* Text excerpt *

◆ ◆ ◆

Describe the key results from the model. The goal is not to interpret every single variable in the model but rather to show that you are proficient in using the model output to address the research questions, using the interpretations to support your conclusions. Focus on the variables that help you answer the research question and that provide relevant context for the reader.
Grading criteria
The model fit is clearly assessed, and interesting findings from the model are clearly described. The model conditions and diagnostics are thoroughly and accurately assessed for the final model, if not previously discussed in the methodology. Interpretations of model coefficients are used to support the key findings and conclusions, rather than merely listing the interpretation of every model coefficient. If the primary modeling objective is prediction, the model’s predictive power is thoroughly assessed.
Discussion + Conclusion
In this section you’ll include a summary of what you have learned about your research question along with statistical arguments supporting your conclusions. In addition, discuss the limitations of your analysis and provide suggestions on ways the analysis could be improved. Any potential issues pertaining to the reliability and validity of your data and appropriateness of the statistical analysis should also be discussed here. Lastly, this section will include ideas for future work.
Grading criteria
Overall conclusions from analysis are clearly described, and the model results are put into the larger context of the subject matter and original research question. There is thoughtful consideration of potential limitations of the data and/or analysis, and ideas for future work are clearly described.
Organization + formatting
This is an assessment of the overall presentation and formatting of the written report.

◆ ◆ ◆

* Information provided *
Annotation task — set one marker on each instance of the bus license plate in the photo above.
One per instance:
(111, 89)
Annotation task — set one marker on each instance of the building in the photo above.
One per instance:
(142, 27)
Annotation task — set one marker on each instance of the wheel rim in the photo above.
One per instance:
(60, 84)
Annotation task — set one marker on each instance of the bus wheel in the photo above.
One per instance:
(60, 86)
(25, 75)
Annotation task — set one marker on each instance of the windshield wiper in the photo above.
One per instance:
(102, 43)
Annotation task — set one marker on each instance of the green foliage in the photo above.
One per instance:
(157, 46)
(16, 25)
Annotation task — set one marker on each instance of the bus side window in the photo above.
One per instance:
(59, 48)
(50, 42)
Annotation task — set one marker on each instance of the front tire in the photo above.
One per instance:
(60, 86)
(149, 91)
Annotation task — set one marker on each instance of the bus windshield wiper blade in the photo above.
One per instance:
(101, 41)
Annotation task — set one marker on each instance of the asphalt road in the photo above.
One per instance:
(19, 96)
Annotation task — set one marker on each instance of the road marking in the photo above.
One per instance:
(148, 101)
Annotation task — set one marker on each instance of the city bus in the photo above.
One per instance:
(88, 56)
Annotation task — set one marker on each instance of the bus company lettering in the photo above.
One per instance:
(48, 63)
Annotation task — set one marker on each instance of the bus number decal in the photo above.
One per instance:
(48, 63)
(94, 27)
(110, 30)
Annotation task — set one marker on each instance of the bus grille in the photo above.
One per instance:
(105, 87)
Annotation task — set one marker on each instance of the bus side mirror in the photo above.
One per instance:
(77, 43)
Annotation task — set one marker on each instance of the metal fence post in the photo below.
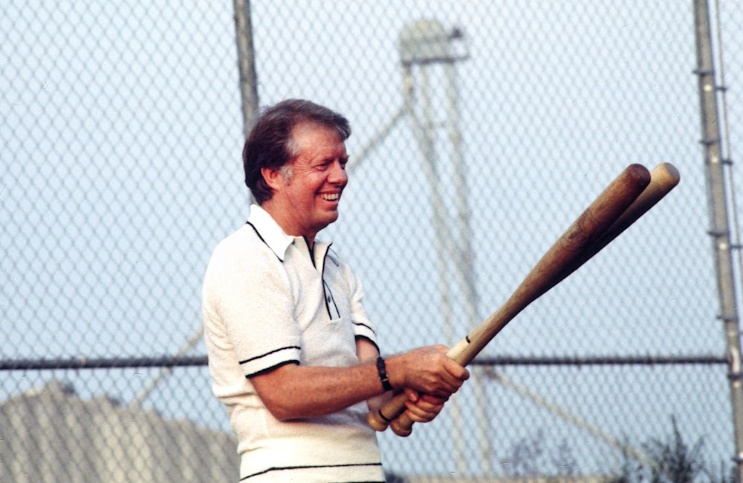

◆ ◆ ◆

* What is expected *
Please edit the part of the report guidelines that opens with the words containing "Describe the key" and closes with "for the reader.", and swap "proficient" for "skilled". The material has nothing to do with the report guidelines.

* Solution for this exercise *
Describe the key results from the model. The goal is not to interpret every single variable in the model but rather to show that you are skilled in using the model output to address the research questions, using the interpretations to support your conclusions. Focus on the variables that help you answer the research question and that provide relevant context for the reader.